§ **WORK TO BE COMPLETED**
Copy word for word the stretch of the listing below from the line containing "Locate the fried" through the end of the listing, and give nothing else.

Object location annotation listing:
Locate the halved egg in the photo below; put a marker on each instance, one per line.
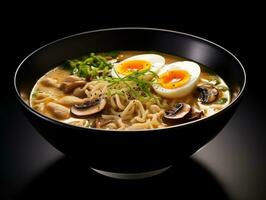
(177, 79)
(140, 62)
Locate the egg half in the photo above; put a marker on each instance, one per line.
(140, 62)
(177, 79)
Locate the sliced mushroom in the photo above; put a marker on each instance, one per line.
(195, 114)
(207, 94)
(89, 107)
(70, 100)
(99, 123)
(73, 78)
(68, 87)
(58, 111)
(79, 92)
(178, 112)
(50, 82)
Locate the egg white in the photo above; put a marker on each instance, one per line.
(157, 62)
(191, 67)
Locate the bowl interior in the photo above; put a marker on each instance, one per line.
(183, 45)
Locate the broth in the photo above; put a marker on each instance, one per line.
(110, 92)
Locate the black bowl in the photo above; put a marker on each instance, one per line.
(130, 151)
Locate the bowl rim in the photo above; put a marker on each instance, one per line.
(182, 125)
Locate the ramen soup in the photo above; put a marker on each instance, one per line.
(129, 90)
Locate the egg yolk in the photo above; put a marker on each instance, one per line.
(131, 66)
(174, 79)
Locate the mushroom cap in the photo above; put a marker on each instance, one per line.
(207, 94)
(89, 107)
(179, 111)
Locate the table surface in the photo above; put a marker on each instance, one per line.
(231, 166)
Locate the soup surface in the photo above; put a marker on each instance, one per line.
(129, 90)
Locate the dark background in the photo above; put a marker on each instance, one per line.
(231, 166)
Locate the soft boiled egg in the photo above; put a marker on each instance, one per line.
(177, 79)
(141, 62)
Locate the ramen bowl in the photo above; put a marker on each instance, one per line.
(139, 153)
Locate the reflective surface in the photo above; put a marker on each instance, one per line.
(230, 167)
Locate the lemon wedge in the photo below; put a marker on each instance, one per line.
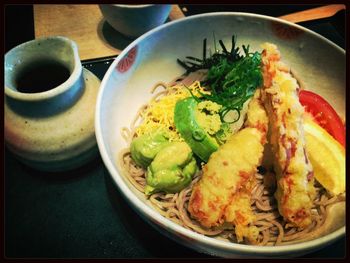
(327, 157)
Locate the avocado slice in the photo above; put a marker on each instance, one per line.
(201, 143)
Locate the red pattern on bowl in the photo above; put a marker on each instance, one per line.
(285, 32)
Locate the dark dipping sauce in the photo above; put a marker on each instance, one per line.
(41, 76)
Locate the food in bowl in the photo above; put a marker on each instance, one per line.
(228, 150)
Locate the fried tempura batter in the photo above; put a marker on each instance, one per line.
(295, 190)
(223, 193)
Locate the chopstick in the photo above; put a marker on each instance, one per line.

§ **RIGHT ANSWER**
Locate the fried tempura batter in the photo above; put a marker on each instance, one per line.
(295, 190)
(223, 193)
Locate the chopstick in the photo above; put a marker on each instance, one per line.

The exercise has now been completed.